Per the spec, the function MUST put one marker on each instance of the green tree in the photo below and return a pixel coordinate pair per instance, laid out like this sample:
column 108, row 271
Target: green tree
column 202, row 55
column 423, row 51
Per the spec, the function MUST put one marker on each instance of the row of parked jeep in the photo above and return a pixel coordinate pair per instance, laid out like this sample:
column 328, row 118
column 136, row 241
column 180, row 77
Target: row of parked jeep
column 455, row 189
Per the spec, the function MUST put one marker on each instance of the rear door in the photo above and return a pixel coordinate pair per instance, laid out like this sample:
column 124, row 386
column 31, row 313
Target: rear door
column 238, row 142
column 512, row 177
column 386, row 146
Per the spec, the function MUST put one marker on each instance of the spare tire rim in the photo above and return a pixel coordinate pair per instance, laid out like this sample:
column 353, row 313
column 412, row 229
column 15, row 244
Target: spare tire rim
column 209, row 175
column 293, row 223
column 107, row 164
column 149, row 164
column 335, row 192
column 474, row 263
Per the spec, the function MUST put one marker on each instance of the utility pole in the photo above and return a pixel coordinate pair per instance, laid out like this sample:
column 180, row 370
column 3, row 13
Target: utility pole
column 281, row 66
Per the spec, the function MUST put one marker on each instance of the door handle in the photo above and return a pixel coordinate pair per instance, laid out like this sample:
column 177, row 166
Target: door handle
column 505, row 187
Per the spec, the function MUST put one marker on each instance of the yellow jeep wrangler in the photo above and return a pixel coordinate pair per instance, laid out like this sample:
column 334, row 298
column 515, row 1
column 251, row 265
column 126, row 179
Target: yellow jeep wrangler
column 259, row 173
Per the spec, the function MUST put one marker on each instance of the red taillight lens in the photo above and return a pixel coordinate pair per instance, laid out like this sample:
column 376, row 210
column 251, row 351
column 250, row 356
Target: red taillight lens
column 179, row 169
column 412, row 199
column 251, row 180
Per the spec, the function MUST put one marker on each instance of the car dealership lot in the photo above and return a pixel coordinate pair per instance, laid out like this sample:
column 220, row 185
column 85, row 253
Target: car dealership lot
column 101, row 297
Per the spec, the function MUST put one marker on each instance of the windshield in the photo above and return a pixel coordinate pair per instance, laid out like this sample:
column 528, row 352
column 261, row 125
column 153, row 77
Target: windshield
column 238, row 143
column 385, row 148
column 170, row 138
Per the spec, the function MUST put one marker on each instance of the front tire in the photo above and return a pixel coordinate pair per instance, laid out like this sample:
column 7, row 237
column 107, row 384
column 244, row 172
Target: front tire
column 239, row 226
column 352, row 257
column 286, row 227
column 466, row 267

+---+

#### Exercise details
Type out every record above once more, exactly.

#### Solution to this problem
Per the spec, the function MUST put one marker on each instance of the green tree in the photo below and return a pixel coordinate pair per instance, laid out like this sample:
column 108, row 271
Target: green tree
column 202, row 55
column 423, row 51
Per the spec, the function MUST put one marker on each instance of the row of parked jeep in the photo above and return a pixel coordinate pair per instance, laid out like this sample:
column 328, row 118
column 136, row 241
column 180, row 77
Target: row of parked jeep
column 455, row 189
Per the spec, the function MUST put one marker on each instance of the rear door in the photo above and return a pixel coordinate pair per instance, laid out like this sample:
column 124, row 386
column 31, row 313
Target: rear door
column 238, row 142
column 512, row 177
column 386, row 146
Per the spec, the function MUST put one marker on each instance of the spare tire rim in the photo above and return a pixel coordinate pair per instance, laid out like this sample:
column 353, row 313
column 412, row 229
column 15, row 244
Target: spare tire rim
column 209, row 175
column 293, row 223
column 107, row 164
column 149, row 164
column 335, row 192
column 474, row 263
Per the spec, the function MUST put one marker on each instance of the utility pole in the photo above and return a pixel coordinate pair per instance, laid out like this sample:
column 180, row 370
column 3, row 13
Target: utility pole
column 281, row 66
Per the spec, the function MUST put one marker on each instance of the door handle in the photo above and return a pixel coordinate pair per instance, laid out like this sample:
column 177, row 166
Target: door handle
column 505, row 187
Per the spec, the function MUST put one marker on each instance of the yellow jeep wrangler in the photo above and return a pixel coordinate pair per instance, laid out like this sample:
column 334, row 298
column 515, row 1
column 251, row 265
column 126, row 179
Target: yellow jeep wrangler
column 259, row 173
Per the spec, the function MUST put one marker on each instance of the red taillight lens in the photo above and return a pixel coordinate pair per instance, laid out like this sample:
column 376, row 210
column 251, row 351
column 250, row 356
Target: red taillight lens
column 179, row 169
column 412, row 199
column 251, row 180
Per the spec, the function MUST put one marker on each instance of the car dealership lot in the photo above and return a pixel coordinate pair per instance, laid out like this sample:
column 220, row 185
column 85, row 253
Target: car dealership lot
column 101, row 297
Per the spec, the function MUST put one marker on each instance of the windshield in the photo above and return a pixel coordinate pair per instance, laid out like this sample:
column 528, row 352
column 261, row 125
column 153, row 77
Target: windshield
column 238, row 143
column 385, row 148
column 170, row 138
Per the spec, the function MUST put one marker on each instance of the front tire in the photo above and return a pixel coordinate pair per instance, laid out like this sample:
column 7, row 237
column 107, row 384
column 244, row 172
Target: front tire
column 239, row 226
column 352, row 257
column 286, row 227
column 466, row 267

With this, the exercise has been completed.